▶ Source passage

····················

DRESSING DOWN I'm a very informal person. So when I came to Hong Kong and was a guest at the Grand Hyatt hotel I felt a little underdressed. I asked if I could wear my tracksuit at the dinner table. They said that was OK but not my slippers.
I was a little concerned how my humour would be received here because of the cultural differences. What is considered shameful in Asian culture is often considered funny in America, where comics make fun of how they're fat and ugly [for example]. I tried some of my jokes out on a flight attendant on the plane over here. She was puzzled by about 50 per cent of it and kept covering her mouth when she laughed at the rest. She told me that laughing out loud was rude. I was determined to find subjects that made people burst out laughing but to use material that had universal appeal. Technology is something that's frustrating for everybody and it doesn't hurt anybody's feelings. Acronyms are another shared subject, especially in business.
But I can find humour in anything. The economy is funny. I did a lot of shopping here; I'm helping Hong Kong's economy through the crisis.
GOOD TIMING I hold comedy workshops [in which] I teach stand-up comics. Some of them have appeared on TV - on the Jay Leno and David Letterman [United States talk] shows. Being funny is like being good at music or art. You can learn technique but it's best if you have a natural ability.

····················

▶ Aim of the exercise
Reproduce everything in the passage on comedy from "I was a little" down to "especially in business.", with no changes.

▶ Material shown
····················

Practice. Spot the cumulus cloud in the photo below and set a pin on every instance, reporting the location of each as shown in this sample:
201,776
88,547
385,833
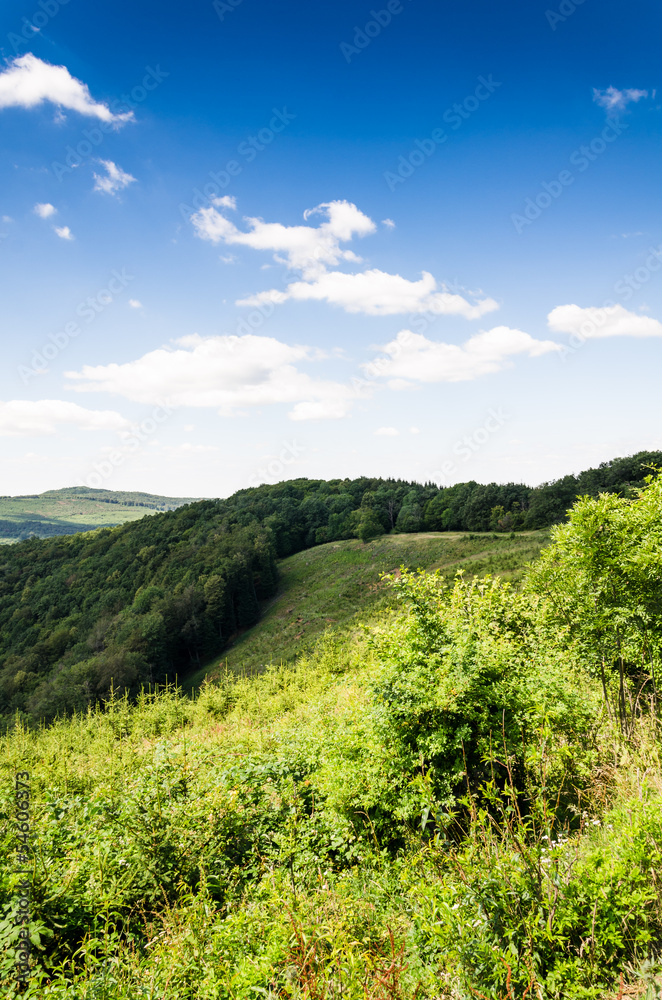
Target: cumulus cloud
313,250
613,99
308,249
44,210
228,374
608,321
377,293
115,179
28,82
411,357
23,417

····················

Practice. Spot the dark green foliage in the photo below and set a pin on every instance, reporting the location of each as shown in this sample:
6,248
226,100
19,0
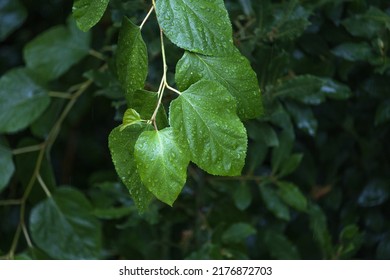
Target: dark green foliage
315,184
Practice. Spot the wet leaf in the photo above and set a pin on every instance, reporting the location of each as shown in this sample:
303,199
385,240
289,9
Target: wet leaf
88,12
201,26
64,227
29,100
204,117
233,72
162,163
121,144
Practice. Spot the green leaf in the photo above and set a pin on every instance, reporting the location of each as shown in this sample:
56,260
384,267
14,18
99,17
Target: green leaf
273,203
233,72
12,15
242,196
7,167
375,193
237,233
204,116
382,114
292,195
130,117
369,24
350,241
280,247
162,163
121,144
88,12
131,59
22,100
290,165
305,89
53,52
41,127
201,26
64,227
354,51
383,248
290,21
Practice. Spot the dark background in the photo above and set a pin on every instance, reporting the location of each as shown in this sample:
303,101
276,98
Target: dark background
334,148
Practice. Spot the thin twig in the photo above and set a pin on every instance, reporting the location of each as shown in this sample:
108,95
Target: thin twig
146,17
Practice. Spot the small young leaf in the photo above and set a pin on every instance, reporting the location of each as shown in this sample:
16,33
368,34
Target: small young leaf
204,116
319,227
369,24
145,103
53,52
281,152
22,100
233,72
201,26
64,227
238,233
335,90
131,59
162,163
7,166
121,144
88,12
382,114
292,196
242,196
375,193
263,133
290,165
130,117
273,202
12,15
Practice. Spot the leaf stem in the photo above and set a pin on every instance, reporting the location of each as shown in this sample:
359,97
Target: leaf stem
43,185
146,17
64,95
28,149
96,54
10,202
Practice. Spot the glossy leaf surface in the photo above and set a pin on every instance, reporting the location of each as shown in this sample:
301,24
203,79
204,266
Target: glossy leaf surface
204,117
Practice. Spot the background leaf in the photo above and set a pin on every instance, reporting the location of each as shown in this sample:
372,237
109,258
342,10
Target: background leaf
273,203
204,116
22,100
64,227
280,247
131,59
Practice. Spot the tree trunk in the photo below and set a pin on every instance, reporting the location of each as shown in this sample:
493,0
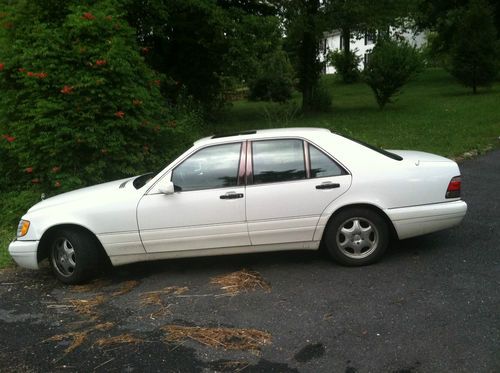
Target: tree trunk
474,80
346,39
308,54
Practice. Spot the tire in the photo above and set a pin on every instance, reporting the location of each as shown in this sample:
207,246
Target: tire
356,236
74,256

····················

▶ Exercise response
I was a little concerned how my humour would be received here because of the cultural differences. What is considered shameful in Asian culture is often considered funny in America, where comics make fun of how they're fat and ugly [for example]. I tried some of my jokes out on a flight attendant on the plane over here. She was puzzled by about 50 per cent of it and kept covering her mouth when she laughed at the rest. She told me that laughing out loud was rude. I was determined to find subjects that made people burst out laughing but to use material that had universal appeal. Technology is something that's frustrating for everybody and it doesn't hurt anybody's feelings. Acronyms are another shared subject, especially in business.